start EXTRACTED TEXT

Swami Rama took Mahasamadhi on November 13, 1996 @ 11:08 PM at the Swami Rama Centre in India.
In Minnesota, Justin and I just finished lunch and went for a beautiful ride in the sunshine after errands. That morning I had the incredible “dream” of Gurudev coming to say goodbye and kissing me gently.
Brian Stoltz from New Orleans heard of the death and wanted to call me. In a dream Gurudev said “No” to him. He tried again. “Don’t you dare! Don’t disturb her. She’ll call you tomorrow.” And I did before boarding the plane to India.
The Danda Swamis
They walked into the compound majestically—forty-three Danda Swamis dressed like fire. All wearing clothes of ochre, burnt orange, bright yellow, crimson, rose, saffron, apricot and peach. They looked untamed, eyes blazing, hair and beards grizzly, years of spiritual practice etched in their somber faces. One after another they entered the huge white tent, with grand, measured strides, emanating power and self-knowledge with every step. Each carried the tall, ochre-covered stick of bamboo that set them apart from the other sadhus, the holy ones of India.

end EXTRACTED TEXT
start DATA

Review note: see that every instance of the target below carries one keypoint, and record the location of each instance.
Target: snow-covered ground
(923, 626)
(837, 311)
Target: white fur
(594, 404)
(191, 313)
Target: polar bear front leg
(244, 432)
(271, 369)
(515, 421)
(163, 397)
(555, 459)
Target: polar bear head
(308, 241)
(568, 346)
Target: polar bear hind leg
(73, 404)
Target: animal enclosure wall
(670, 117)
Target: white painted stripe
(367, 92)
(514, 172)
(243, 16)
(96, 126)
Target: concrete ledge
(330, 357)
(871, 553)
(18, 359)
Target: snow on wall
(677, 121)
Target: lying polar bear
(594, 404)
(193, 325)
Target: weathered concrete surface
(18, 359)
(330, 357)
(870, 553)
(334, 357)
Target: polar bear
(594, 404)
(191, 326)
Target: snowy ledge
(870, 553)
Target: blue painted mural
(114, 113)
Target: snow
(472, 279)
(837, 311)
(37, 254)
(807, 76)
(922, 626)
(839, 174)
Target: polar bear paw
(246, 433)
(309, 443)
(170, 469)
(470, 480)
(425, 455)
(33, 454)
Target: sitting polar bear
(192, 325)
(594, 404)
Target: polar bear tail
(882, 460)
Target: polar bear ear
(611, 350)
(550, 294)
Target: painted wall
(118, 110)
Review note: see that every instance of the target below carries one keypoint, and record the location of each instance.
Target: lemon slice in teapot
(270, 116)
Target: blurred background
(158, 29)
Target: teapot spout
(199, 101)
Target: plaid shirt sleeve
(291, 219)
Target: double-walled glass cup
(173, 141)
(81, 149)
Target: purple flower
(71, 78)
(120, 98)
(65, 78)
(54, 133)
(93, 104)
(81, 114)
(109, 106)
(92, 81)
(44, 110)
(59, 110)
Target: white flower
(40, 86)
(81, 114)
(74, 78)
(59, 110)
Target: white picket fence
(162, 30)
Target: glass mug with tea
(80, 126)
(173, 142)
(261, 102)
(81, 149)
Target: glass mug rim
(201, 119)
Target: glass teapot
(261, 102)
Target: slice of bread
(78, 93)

end DATA
start DATA

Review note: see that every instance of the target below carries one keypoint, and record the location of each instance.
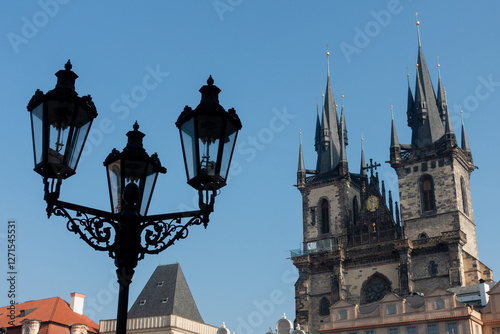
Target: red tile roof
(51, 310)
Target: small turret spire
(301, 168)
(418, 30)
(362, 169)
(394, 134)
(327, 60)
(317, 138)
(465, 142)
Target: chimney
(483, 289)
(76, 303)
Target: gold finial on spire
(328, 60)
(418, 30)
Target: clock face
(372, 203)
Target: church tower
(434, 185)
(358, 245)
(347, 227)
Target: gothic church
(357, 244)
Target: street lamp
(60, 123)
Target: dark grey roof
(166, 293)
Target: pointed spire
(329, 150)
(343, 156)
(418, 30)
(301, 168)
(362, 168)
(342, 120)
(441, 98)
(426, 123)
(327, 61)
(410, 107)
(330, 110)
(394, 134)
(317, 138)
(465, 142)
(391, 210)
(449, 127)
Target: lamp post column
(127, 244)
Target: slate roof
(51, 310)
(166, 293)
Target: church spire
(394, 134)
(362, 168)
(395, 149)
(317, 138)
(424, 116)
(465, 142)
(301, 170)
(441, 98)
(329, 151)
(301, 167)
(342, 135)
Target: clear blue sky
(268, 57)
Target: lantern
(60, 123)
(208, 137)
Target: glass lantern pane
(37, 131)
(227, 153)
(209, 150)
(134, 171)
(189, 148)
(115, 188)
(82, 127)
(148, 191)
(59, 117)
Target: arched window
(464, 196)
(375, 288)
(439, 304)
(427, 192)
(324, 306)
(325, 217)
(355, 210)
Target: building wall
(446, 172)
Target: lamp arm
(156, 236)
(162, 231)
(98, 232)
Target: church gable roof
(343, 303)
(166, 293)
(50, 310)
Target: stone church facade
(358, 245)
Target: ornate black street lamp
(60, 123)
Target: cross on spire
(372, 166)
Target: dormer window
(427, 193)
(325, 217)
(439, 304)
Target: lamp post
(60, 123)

end DATA

*OBJECTIVES*.
1. Reproduce the stretch of the account of Swami Rama's passing from "Brian Stoltz from" through "ones of India.".
2. Go on with the account of Swami Rama's passing, starting after its last sentence.
The data stand apart from the account of Swami Rama's passing.

*RESULTS IN ORDER*.
1.
Brian Stoltz from New Orleans heard of the death and wanted to call me. In a dream Gurudev said “No” to him. He tried again. “Don’t you dare! Don’t disturb her. She’ll call you tomorrow.” And I did before boarding the plane to India.
The Danda Swamis
They walked into the compound majestically—forty-three Danda Swamis dressed like fire. All wearing clothes of ochre, burnt orange, bright yellow, crimson, rose, saffron, apricot and peach. They looked untamed, eyes blazing, hair and beards grizzly, years of spiritual practice etched in their somber faces. One after another they entered the huge white tent, with grand, measured strides, emanating power and self-knowledge with every step. Each carried the tall, ochre-covered stick of bamboo that set them apart from the other sadhus, the holy ones of India.

2.
They came to honor one of their own, the swami who “dropped his body,” as the yogis say, fifteen days before. Now, invited as honored guests to the great ceremony in honor of the departed one, they joined the thousands already assembled in the name of this sage, this former danda swami, this master of self, this builder of institutions for humanity, this lover of souls, this writer of spiritual tomes, this avant guard scientist, this teacher par excellence, this most human of yogis, this most divine of men.
The honored one left this plane as he taught others to leave, fully conscious, with three inhalations and one final exhalation, floating out through the top of his skull. His spirit departed according to tradition, leaving his heart to beat in ever-diminishing force over the next hour, continuing its habit of giving for others beyond the human power to do so.
The body lay in state for a day while thousands came to see it. As word of his passing buzzed around the world, students and admirers came from the villages, from Europe, Australia, the Americas, the tropical islands, from the forests and hills, the cities and mountain caves of his native India. All day, all night, they passed by his form, lying simply on the floor, dressed in an ochre robe.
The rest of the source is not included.